Protokoll [der Ministerkonferenz] vom 15. Oktober 1859 unter dem Vorsitze des Ministerpräsidenten und Ministers des kaiserlichen Hauses und des Äußern, Grafen Rechberg.

I. Silberagiovergütung für die österreichischen Diplomaten im Auslande

Der Minister des Äußern referierte über seinen mit dem Finanzminister vereinbarten Antrag, daß den österreichischen Diplomaten im Auslande mit Rücksicht auf die ungünstigen Silberagio- und Wechselkursverhältnisse eine Aufbesserung an ihren Amtsbezügen Ah. zu bewilligen wäre, welche für das halbe Jahr vom 1. Mai bis 31. Oktober 1859 in 25% vom Dienstgehalte allein, vom 1. November 1859 bis letzten April 18601 aber in 15 Perzent von den sämtlichen Bezügen zu bestehen hätte.

Der Polizeiminister , dem auch der Minister des Inneren beitrat, fand diese Aufbesserung nicht genügend; er haltet es vielmehr für eine Pflicht der Regierung, ihren im Ausland fungierenden Beamten den zugesicherten Gehalt und alle übrigen Amtsbezüge in Silber zu bezahlen. Selbst in den verhängnisvollen Jahren 1805 und 1809 sei man dieser Pflicht nachgekommen; in neuester Zeit aber begnüge man sich, eine willkürlich bemessene Perzentualzulage zum Gehalt allein anzuweisen, wobei die Funktionäre sehr viel verlieren, zu auffallenden Einschränkungen gezwungen werden und dergestalt im Ausland ein trauriges Bild der österreichischen Finanznot zur Schau tragen. Man ruiniert so die österreichische Diplomatie2!

Der Finanzminister findet, daß 15% von allen Bezügen schon eine schöne Zubuße seien, und wenn das Aufgeld bis Ende Oktober auf den Gehalt beschränkt bleibe, so sei es dafür mit 25%, somit höher als der dermalige Stand des Silberagios, bemessen.

Die übrigen Konferenzmitglieder fanden gegen die Anträge des Ministers Grafen Rechberg nichts zu erinnern3.

II. Maßregeln gegen die Ungenauigkeit der Briefpostbestellung

Der Finanzminister referierte, er habe über die verspätete Postexpedition der Depeschen nach Rom, welche in der Ministerkonferenz am 13. Oktober 1859 zur Sprache kam, Erhebungen angestellt, welche zeigten, daß hiebei nicht allein den Postbehörden || S. 154 PDF || ein Versehen zur Last fällt; übrigens sei dafür gesorgt, daß sich diese Verspätung nicht mehr wiederhole4.
----------------------------------------
DEINE AUFGABEN:
a. Schreib aus dem Protokoll der Ministerkonferenz den Teil zwischen "Der Finanzminister findet, daß" und "nicht mehr wiederhole4." genau ab, beide Stellen eingeschlossen.
b. Setz das Protokoll der Ministerkonferenz nach seinem letzten Satz fort.

ROHDATEN:
----------------------------------------
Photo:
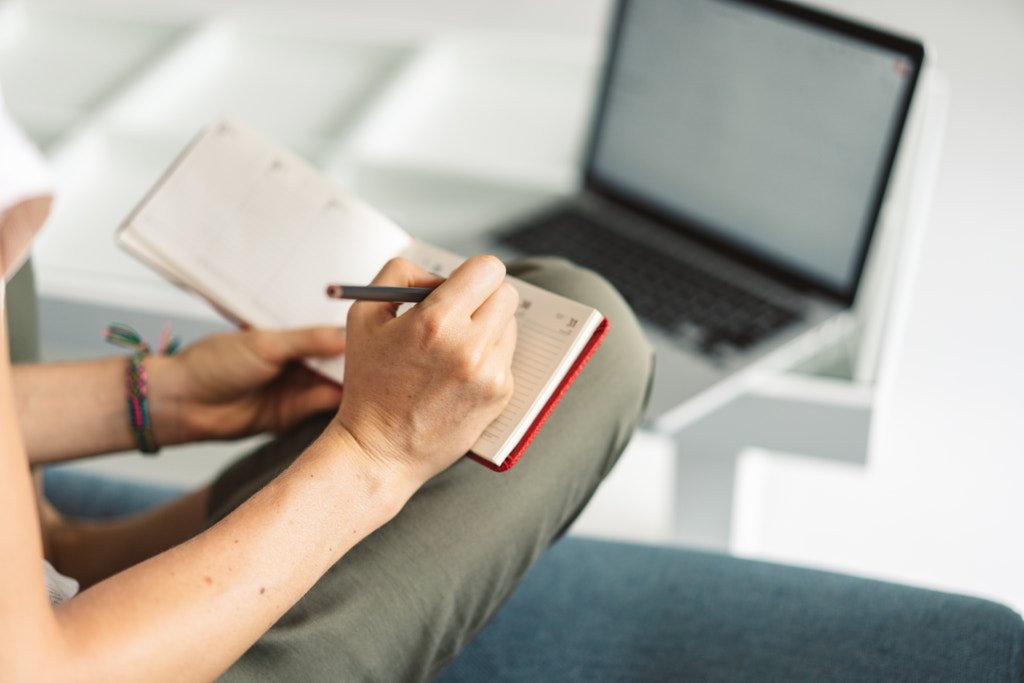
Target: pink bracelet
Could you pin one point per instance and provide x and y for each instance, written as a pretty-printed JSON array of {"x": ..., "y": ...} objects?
----------------------------------------
SCHRIFTLICHE ANTWORTEN:
a.
Der Finanzminister findet, daß 15% von allen Bezügen schon eine schöne Zubuße seien, und wenn das Aufgeld bis Ende Oktober auf den Gehalt beschränkt bleibe, so sei es dafür mit 25%, somit höher als der dermalige Stand des Silberagios, bemessen.

Die übrigen Konferenzmitglieder fanden gegen die Anträge des Ministers Grafen Rechberg nichts zu erinnern3.

II. Maßregeln gegen die Ungenauigkeit der Briefpostbestellung

Der Finanzminister referierte, er habe über die verspätete Postexpedition der Depeschen nach Rom, welche in der Ministerkonferenz am 13. Oktober 1859 zur Sprache kam, Erhebungen angestellt, welche zeigten, daß hiebei nicht allein den Postbehörden || S. 154 PDF || ein Versehen zur Last fällt; übrigens sei dafür gesorgt, daß sich diese Verspätung nicht mehr wiederhole4.

b.
Baron Bruck bemerkte ferner, daß das Verlorengehen von einigen Briefen gegenüber der ungeheuren Masse von 70 Millionen Briefen, welche in Wien manipuliert werden, und bei der großen Zahl von Beamten und Dienern des Postamts, nicht wohl befremden könne. Diese Erscheinung komme auch im Auslande (Paris und London) aus gleichen Gründen häufig vor. Übrigens werde das hiesige Postamtspersonal polizeilich überwacht, und Baron Bruck beabsichtige auch, die Oberleitung dieses Amts demnächst in jüngere Hände zu legen5.

III. Entwurf der Verordnung über die Auflösung des Handelsministeriums

Der Ministerpräsident erhielt bereits unterm 13. d.M. die Zustimmung der Ministerkonferenz zu seinem Antrage, die Gestion des Handelsministeriums nach außen mit dem 31. Oktober 1859 eintreten zu lassen6. Graf Wilczek7 hat sich gleichfalls damit einverstanden erklärt, und es wird daher der zwischen den beteiligten Ministerien vereinbarte Entwurf der diesfälligen Ministerialverordnung jetzt an den Sektionschef Esch und den Präsidenten der Obersten Rechnungskontrollbehörde zur Einsicht zu leiten sein8.

IV. Vorschläge zur Schillerfeier in Wien

Der Polizeiminister referierte, daß sich in Wien der Wunsch geltend mache, das Geburtsfest Schillers durch eine großartige Festproduktion mit Bankett im k.k. Redoutensaale zu feiern und den Ertrag der Schillerstiftung zuzuwenden.

Baron Hübner glaube, daß sich der Ah. Hof bestimmt finden dürfte, seine Teilnahme an einer Feier, welche in ganz Deutschland ein ungewöhnliches Interesse hervorruft und für die in anderen Residenzstädten glänzende Vorbereitungen getroffen werden, nicht bloß durch die Festvorstellung im Burgtheater, sondern auch durch eine musikalisch-deklamatorische Feier im großen Redoutensaale an den Tag zu legen, und daß der Ertrag aller dieser Produktionen von Sr. Majestät Ag. dem wohltätigen Schillerstiftungsfonds zu widmen wäre. Diese Ah. Initiative würde im In- und Auslande guten Eindruck machen und der einfachste Weg sein, das in Rede stehende Bankett mit seinen Toasten etc. zu beseitigen. Es dürfte ferner angezeigt sein, daß aus dem gegenwärtigen Anlaß Ah. angeordnet würde, einem in Wien neu zu erbauenden Platze die Benennung Schillerplatz beizulegen.

|| S. 155 PDF || Sämtliche Konferenzglieder schließen sich den au. Anträgen des Polizeiministers an und sehen der Ah. Schlußfassung darüber im Wege des gegenwärtigen Protokolles ehrfurchtsvoll entgegen9.

Der Finanzminister erwähnte hiebei schließlich, daß auch von der Staatsdruckerei zur Schillerfeier eine interessante Publikation vorbereitet werde10.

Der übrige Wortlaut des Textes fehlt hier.